A identidade camponesa no Assentamento Treze de Maio é caracterizada por
elementos históricos que representam a luta pela conquista da terra; que forjou a
identidade deste povo na busca por direitos, no desenvolvimento de espaços de
formação e debates; na realização da Festa da Cultura Popular Camponesa; nas
34
relações de trabalho e cultivo da terra com o contato com a natureza. Todos esses
elementos são característicos de uma identidade construída na luta pela terra, por
direitos e por dignidade, que marca em especial os sujeitos que compõem este
assentamento e se identificam como “Sem Terra”.
São esses elementos compartilhados pelas famílias do assentamento que as
caracterizam no âmbito maior como povo camponês, em sua especificidade de
“camponês sem terra”. São importantes e contribuem na formação e no auto
reconhecimento como sujeitos que possuem direitos, e que constituem uma
identidade legítima, construída não paralelamente, mas no seio da luta pela terra.

## DADOS APRESENTADOS
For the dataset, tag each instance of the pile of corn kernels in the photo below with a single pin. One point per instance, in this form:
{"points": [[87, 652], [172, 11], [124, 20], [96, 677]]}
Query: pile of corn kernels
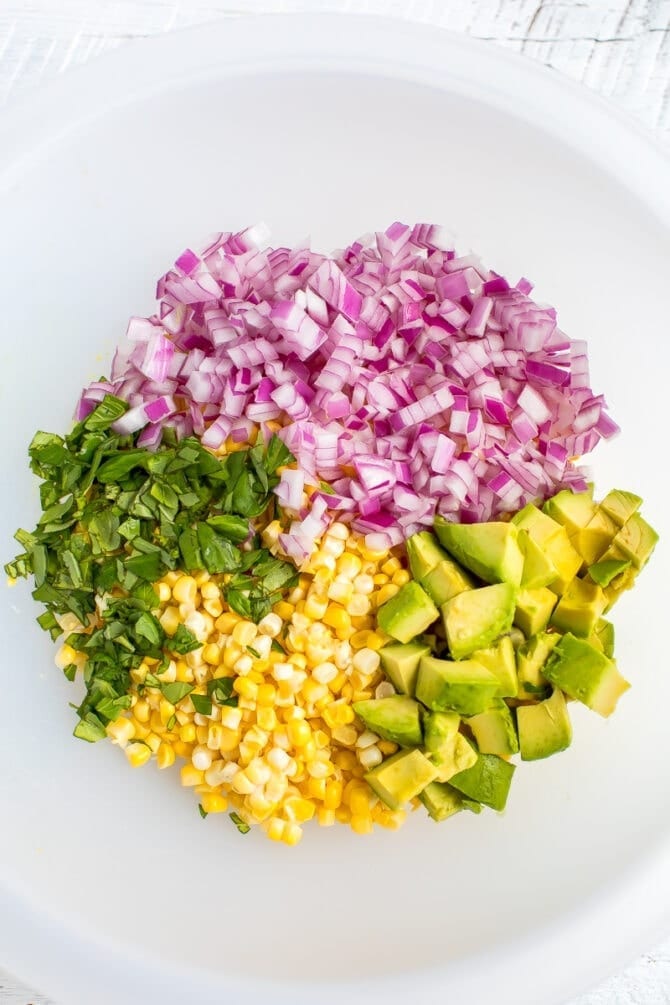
{"points": [[292, 749]]}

## O QUE FAZER
1. Com base no texto sobre a identidade camponesa no Assentamento Treze de Maio, explique em até três frases por que as famílias do assentamento são caracterizadas como povo camponês, em sua especificidade de “camponês sem terra”.
2. Prossiga com o texto sobre a identidade camponesa no Assentamento Treze de Maio a partir da última frase apresentada.

## RESULTADOS DO EXERCÍCIO
1. As famílias compartilham elementos históricos que representam a luta pela conquista da terra. Entre eles estão os espaços de formação e debates, a Festa da Cultura Popular Camponesa e as relações de trabalho e cultivo da terra em contato com a natureza. Esses elementos compõem uma identidade construída na luta pela terra, por direitos e por dignidade.

2.
Para demonstrar o processo de formação da identidade sociopolítica dos trabalhadores rurais como sem-terra, indago sobre as formas por meio das quais a disposição subjetiva individual foi estimulada a se desenvolver no espaço coletivo de formação de interesses comuns e de ação política sintonizada com esses interesses (VALADÃO, 1999, p.79).
O processo de instalação do assentamento em cada área conquistada compõe um
espaço de cultura. Os assentados e assentadas levam para este novo espaço as
marcas desta identidade em construção, que não se encerra, não se esgota, mas se
transforma. Porque quer queira, quer não, esta identidade se faz através da
memória coletiva, de uma luta que não se faz sozinho.
A construção e o fortalecimento da identidade passam pelo processo de
identificação social como sujeitos de direitos, e são elementos fundamentais para o
surgimento da consciência e para identificar um grupo perante o todo,
estabelecendo uma auto referência.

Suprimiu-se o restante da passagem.